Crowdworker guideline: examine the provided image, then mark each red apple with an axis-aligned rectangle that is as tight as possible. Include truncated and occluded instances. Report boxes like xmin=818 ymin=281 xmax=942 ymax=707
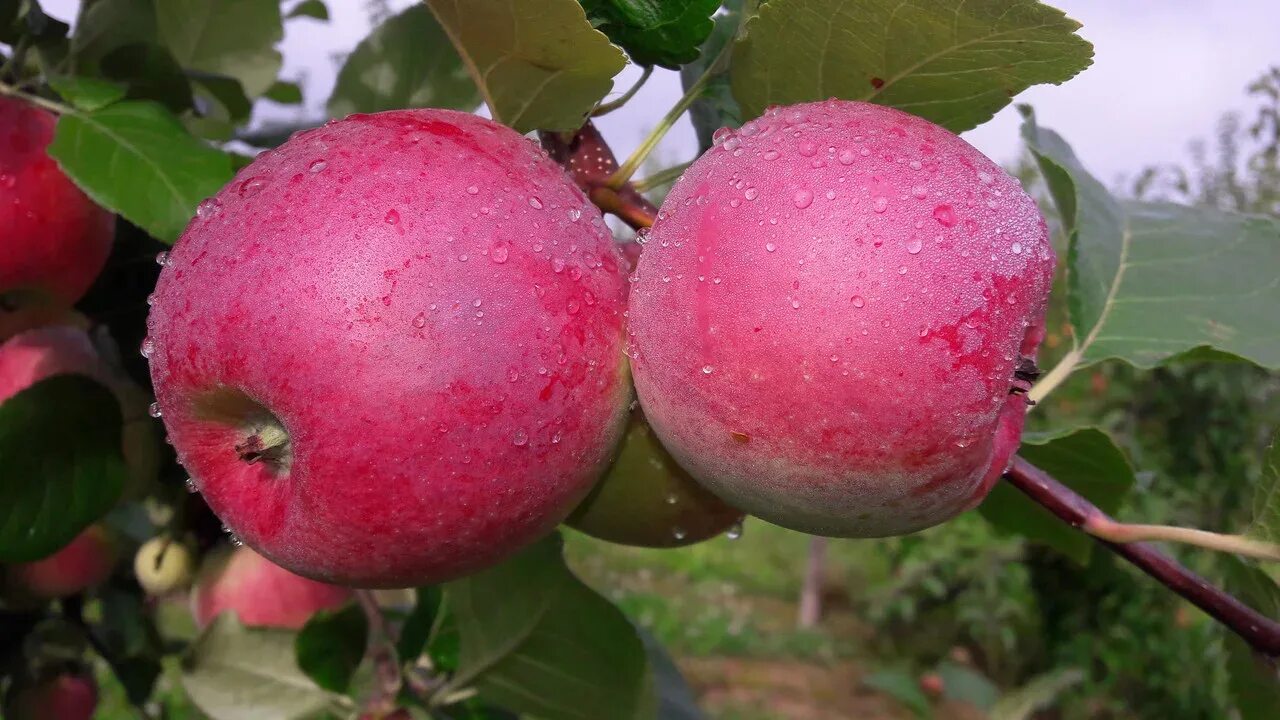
xmin=191 ymin=547 xmax=351 ymax=629
xmin=0 ymin=97 xmax=114 ymax=306
xmin=628 ymin=100 xmax=1055 ymax=537
xmin=143 ymin=110 xmax=628 ymax=587
xmin=6 ymin=525 xmax=116 ymax=600
xmin=4 ymin=673 xmax=97 ymax=720
xmin=0 ymin=324 xmax=160 ymax=495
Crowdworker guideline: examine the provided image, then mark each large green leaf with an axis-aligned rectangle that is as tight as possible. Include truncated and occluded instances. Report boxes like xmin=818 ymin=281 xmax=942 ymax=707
xmin=1023 ymin=109 xmax=1280 ymax=368
xmin=444 ymin=536 xmax=655 ymax=720
xmin=293 ymin=605 xmax=369 ymax=693
xmin=0 ymin=375 xmax=128 ymax=562
xmin=580 ymin=0 xmax=721 ymax=69
xmin=680 ymin=0 xmax=742 ymax=152
xmin=182 ymin=612 xmax=334 ymax=720
xmin=155 ymin=0 xmax=284 ymax=97
xmin=49 ymin=101 xmax=232 ymax=242
xmin=329 ymin=5 xmax=481 ymax=117
xmin=426 ymin=0 xmax=626 ymax=132
xmin=978 ymin=428 xmax=1134 ymax=565
xmin=732 ymin=0 xmax=1093 ymax=132
xmin=1219 ymin=555 xmax=1280 ymax=720
xmin=1249 ymin=432 xmax=1280 ymax=543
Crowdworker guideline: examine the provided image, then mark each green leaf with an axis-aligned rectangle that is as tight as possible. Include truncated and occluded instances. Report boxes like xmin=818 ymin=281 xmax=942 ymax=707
xmin=444 ymin=534 xmax=655 ymax=720
xmin=989 ymin=667 xmax=1084 ymax=720
xmin=49 ymin=101 xmax=232 ymax=242
xmin=863 ymin=670 xmax=933 ymax=717
xmin=978 ymin=428 xmax=1134 ymax=565
xmin=262 ymin=81 xmax=302 ymax=105
xmin=1248 ymin=432 xmax=1280 ymax=543
xmin=155 ymin=0 xmax=284 ymax=99
xmin=580 ymin=0 xmax=721 ymax=69
xmin=680 ymin=0 xmax=742 ymax=152
xmin=0 ymin=375 xmax=128 ymax=562
xmin=70 ymin=0 xmax=156 ymax=76
xmin=1219 ymin=555 xmax=1280 ymax=720
xmin=636 ymin=626 xmax=705 ymax=720
xmin=396 ymin=587 xmax=444 ymax=662
xmin=49 ymin=76 xmax=124 ymax=110
xmin=1023 ymin=108 xmax=1280 ymax=369
xmin=938 ymin=662 xmax=1000 ymax=711
xmin=182 ymin=612 xmax=335 ymax=720
xmin=329 ymin=5 xmax=481 ymax=117
xmin=287 ymin=0 xmax=329 ymax=22
xmin=99 ymin=42 xmax=195 ymax=113
xmin=293 ymin=605 xmax=369 ymax=693
xmin=426 ymin=0 xmax=626 ymax=132
xmin=732 ymin=0 xmax=1093 ymax=132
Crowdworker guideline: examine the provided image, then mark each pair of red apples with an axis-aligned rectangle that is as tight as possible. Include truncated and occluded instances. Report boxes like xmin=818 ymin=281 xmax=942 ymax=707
xmin=12 ymin=100 xmax=1055 ymax=587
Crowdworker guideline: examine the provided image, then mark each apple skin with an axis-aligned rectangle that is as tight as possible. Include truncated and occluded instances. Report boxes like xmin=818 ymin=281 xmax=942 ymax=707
xmin=147 ymin=110 xmax=630 ymax=587
xmin=627 ymin=100 xmax=1055 ymax=537
xmin=4 ymin=673 xmax=97 ymax=720
xmin=0 ymin=97 xmax=115 ymax=306
xmin=0 ymin=324 xmax=160 ymax=497
xmin=6 ymin=525 xmax=116 ymax=600
xmin=567 ymin=407 xmax=742 ymax=547
xmin=133 ymin=537 xmax=196 ymax=596
xmin=191 ymin=547 xmax=352 ymax=629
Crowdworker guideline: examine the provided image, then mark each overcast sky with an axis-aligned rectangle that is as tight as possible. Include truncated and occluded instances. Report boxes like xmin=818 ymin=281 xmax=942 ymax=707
xmin=44 ymin=0 xmax=1280 ymax=182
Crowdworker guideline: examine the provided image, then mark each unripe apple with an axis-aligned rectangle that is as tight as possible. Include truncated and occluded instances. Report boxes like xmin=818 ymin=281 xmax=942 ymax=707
xmin=0 ymin=97 xmax=115 ymax=306
xmin=568 ymin=407 xmax=742 ymax=547
xmin=0 ymin=324 xmax=160 ymax=495
xmin=143 ymin=110 xmax=628 ymax=587
xmin=133 ymin=536 xmax=196 ymax=594
xmin=191 ymin=547 xmax=351 ymax=629
xmin=6 ymin=525 xmax=116 ymax=600
xmin=4 ymin=673 xmax=97 ymax=720
xmin=628 ymin=100 xmax=1055 ymax=537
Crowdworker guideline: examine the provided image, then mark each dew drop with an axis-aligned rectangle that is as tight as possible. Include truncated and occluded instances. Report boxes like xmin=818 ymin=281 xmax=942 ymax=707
xmin=489 ymin=240 xmax=511 ymax=265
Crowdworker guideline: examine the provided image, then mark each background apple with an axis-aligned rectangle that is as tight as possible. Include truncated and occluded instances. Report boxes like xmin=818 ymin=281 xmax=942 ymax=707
xmin=191 ymin=547 xmax=351 ymax=628
xmin=0 ymin=96 xmax=115 ymax=306
xmin=568 ymin=407 xmax=742 ymax=547
xmin=6 ymin=525 xmax=116 ymax=600
xmin=628 ymin=100 xmax=1055 ymax=537
xmin=145 ymin=110 xmax=628 ymax=587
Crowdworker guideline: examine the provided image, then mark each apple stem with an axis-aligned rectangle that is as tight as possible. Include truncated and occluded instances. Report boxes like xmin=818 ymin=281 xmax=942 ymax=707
xmin=353 ymin=589 xmax=403 ymax=712
xmin=1005 ymin=456 xmax=1280 ymax=657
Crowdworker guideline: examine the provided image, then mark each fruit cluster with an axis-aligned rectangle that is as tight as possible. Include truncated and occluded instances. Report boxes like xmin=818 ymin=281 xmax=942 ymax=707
xmin=0 ymin=100 xmax=1055 ymax=716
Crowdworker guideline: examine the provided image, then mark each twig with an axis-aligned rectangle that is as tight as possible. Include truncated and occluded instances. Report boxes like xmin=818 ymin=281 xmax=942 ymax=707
xmin=355 ymin=591 xmax=403 ymax=711
xmin=591 ymin=65 xmax=653 ymax=118
xmin=1005 ymin=457 xmax=1280 ymax=657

◆ ◆ ◆ ◆ ◆ ◆ ◆

## Prompt
Convert all the records above into a numbered list, leaving out blank lines and the pictures.

## Complete answer
1. Crowdworker guideline: examine the provided image, then mark each red apple with an axis-aligned rectangle that is as tight as possible. Include truncated and occluded instances. Report boxes like xmin=818 ymin=281 xmax=942 ymax=707
2. xmin=191 ymin=547 xmax=351 ymax=629
3. xmin=0 ymin=97 xmax=114 ymax=306
4. xmin=628 ymin=100 xmax=1055 ymax=537
5. xmin=143 ymin=110 xmax=628 ymax=587
6. xmin=6 ymin=525 xmax=116 ymax=600
7. xmin=4 ymin=673 xmax=97 ymax=720
8. xmin=0 ymin=324 xmax=160 ymax=495
9. Crowdworker guideline: examine the provided image, then mark each large green leaf with an axis-aligned rectangle that is as tight as possible. Include truncated and occluded instances. Report boxes like xmin=818 ymin=281 xmax=942 ymax=707
10. xmin=1023 ymin=109 xmax=1280 ymax=368
11. xmin=444 ymin=536 xmax=655 ymax=720
12. xmin=293 ymin=605 xmax=369 ymax=693
13. xmin=0 ymin=375 xmax=128 ymax=562
14. xmin=580 ymin=0 xmax=721 ymax=69
15. xmin=680 ymin=0 xmax=742 ymax=152
16. xmin=182 ymin=612 xmax=334 ymax=720
17. xmin=155 ymin=0 xmax=284 ymax=97
18. xmin=49 ymin=101 xmax=232 ymax=242
19. xmin=329 ymin=5 xmax=481 ymax=117
20. xmin=426 ymin=0 xmax=626 ymax=132
21. xmin=978 ymin=428 xmax=1134 ymax=565
22. xmin=732 ymin=0 xmax=1093 ymax=132
23. xmin=1219 ymin=555 xmax=1280 ymax=720
24. xmin=1249 ymin=432 xmax=1280 ymax=543
25. Crowdworker guideline: examine the provided image, then mark each green leaf with an axis-aligned rectangle that is as tight as possible. Include truncated and occluded instances. Report boxes like xmin=818 ymin=281 xmax=942 ymax=707
26. xmin=444 ymin=534 xmax=655 ymax=720
27. xmin=989 ymin=667 xmax=1084 ymax=720
28. xmin=49 ymin=101 xmax=232 ymax=242
29. xmin=863 ymin=670 xmax=933 ymax=717
30. xmin=978 ymin=428 xmax=1134 ymax=565
31. xmin=262 ymin=81 xmax=302 ymax=105
32. xmin=1248 ymin=432 xmax=1280 ymax=543
33. xmin=155 ymin=0 xmax=284 ymax=99
34. xmin=580 ymin=0 xmax=721 ymax=69
35. xmin=680 ymin=0 xmax=742 ymax=152
36. xmin=0 ymin=375 xmax=128 ymax=562
37. xmin=70 ymin=0 xmax=156 ymax=76
38. xmin=1219 ymin=555 xmax=1280 ymax=720
39. xmin=636 ymin=626 xmax=705 ymax=720
40. xmin=396 ymin=587 xmax=444 ymax=662
41. xmin=49 ymin=76 xmax=124 ymax=110
42. xmin=1023 ymin=108 xmax=1280 ymax=369
43. xmin=938 ymin=662 xmax=1000 ymax=711
44. xmin=182 ymin=612 xmax=335 ymax=720
45. xmin=329 ymin=5 xmax=481 ymax=117
46. xmin=287 ymin=0 xmax=329 ymax=22
47. xmin=99 ymin=42 xmax=195 ymax=113
48. xmin=293 ymin=605 xmax=369 ymax=693
49. xmin=426 ymin=0 xmax=626 ymax=132
50. xmin=732 ymin=0 xmax=1093 ymax=132
51. Crowdworker guideline: examine the provided image, then mark each pair of red apples with an axis-aligned rectangle that is as tight as possible. Include truncated and occluded instances. Report boxes like xmin=818 ymin=281 xmax=942 ymax=707
52. xmin=12 ymin=100 xmax=1055 ymax=587
53. Crowdworker guideline: examine the provided image, then mark each apple skin with an axis-aligned rectangle that is as tight as possible. Include truncated and occluded instances. Report boxes like xmin=818 ymin=281 xmax=942 ymax=707
54. xmin=147 ymin=110 xmax=630 ymax=587
55. xmin=627 ymin=100 xmax=1055 ymax=537
56. xmin=4 ymin=673 xmax=97 ymax=720
57. xmin=0 ymin=97 xmax=115 ymax=306
58. xmin=0 ymin=324 xmax=160 ymax=497
59. xmin=6 ymin=525 xmax=116 ymax=600
60. xmin=567 ymin=407 xmax=742 ymax=547
61. xmin=133 ymin=537 xmax=196 ymax=596
62. xmin=191 ymin=547 xmax=352 ymax=629
63. Crowdworker guideline: examine the provided image, then mark each overcast sky with an axis-aligned rectangle that is as tight as possible. Include truncated and occluded instances. Report boxes like xmin=818 ymin=281 xmax=942 ymax=707
64. xmin=44 ymin=0 xmax=1280 ymax=182
65. Crowdworker guideline: examine the provided image, then mark each unripe apple with an axis-aligned rectangle that is as tight as possible. Include truncated and occluded instances. Report boxes like xmin=818 ymin=281 xmax=942 ymax=707
66. xmin=0 ymin=97 xmax=115 ymax=306
67. xmin=568 ymin=407 xmax=742 ymax=547
68. xmin=0 ymin=324 xmax=160 ymax=495
69. xmin=143 ymin=110 xmax=628 ymax=587
70. xmin=133 ymin=536 xmax=196 ymax=594
71. xmin=191 ymin=547 xmax=351 ymax=629
72. xmin=6 ymin=525 xmax=116 ymax=600
73. xmin=4 ymin=673 xmax=97 ymax=720
74. xmin=628 ymin=100 xmax=1055 ymax=537
75. Crowdworker guideline: examine the provided image, then mark each dew drop with an axis-aligned rectangle that is as tight as possible. Include truncated and occluded instances. Report boxes like xmin=818 ymin=281 xmax=942 ymax=707
76. xmin=489 ymin=240 xmax=511 ymax=265
77. Crowdworker guideline: examine the provided image, then mark each background apple with an axis-aligned rectangle that is as tight as possible. Include truncated and occluded instances. Report boxes like xmin=818 ymin=281 xmax=942 ymax=707
78. xmin=191 ymin=547 xmax=351 ymax=628
79. xmin=0 ymin=96 xmax=115 ymax=306
80. xmin=568 ymin=407 xmax=742 ymax=547
81. xmin=6 ymin=525 xmax=116 ymax=600
82. xmin=628 ymin=100 xmax=1055 ymax=537
83. xmin=145 ymin=110 xmax=628 ymax=587
84. Crowdworker guideline: examine the provided image, then mark each apple stem with an axis-aligned rectangle that is as tight as possible. Include truncated and occluded instances. Report boxes like xmin=818 ymin=281 xmax=942 ymax=707
85. xmin=353 ymin=589 xmax=403 ymax=712
86. xmin=1005 ymin=456 xmax=1280 ymax=657
87. Crowdworker guideline: examine the provided image, then mark each fruit cluster with an axis-aligned rectangle that is as tight as possible. Include truncated and occluded instances. Report boxes like xmin=818 ymin=281 xmax=942 ymax=707
88. xmin=0 ymin=100 xmax=1055 ymax=716
89. Crowdworker guideline: examine the provided image, then mark each twig with an axis-aligned rectangle that is as tight as possible. Include truncated and occluded instances. Report boxes like xmin=818 ymin=281 xmax=942 ymax=707
90. xmin=355 ymin=591 xmax=403 ymax=711
91. xmin=591 ymin=65 xmax=653 ymax=118
92. xmin=1005 ymin=457 xmax=1280 ymax=657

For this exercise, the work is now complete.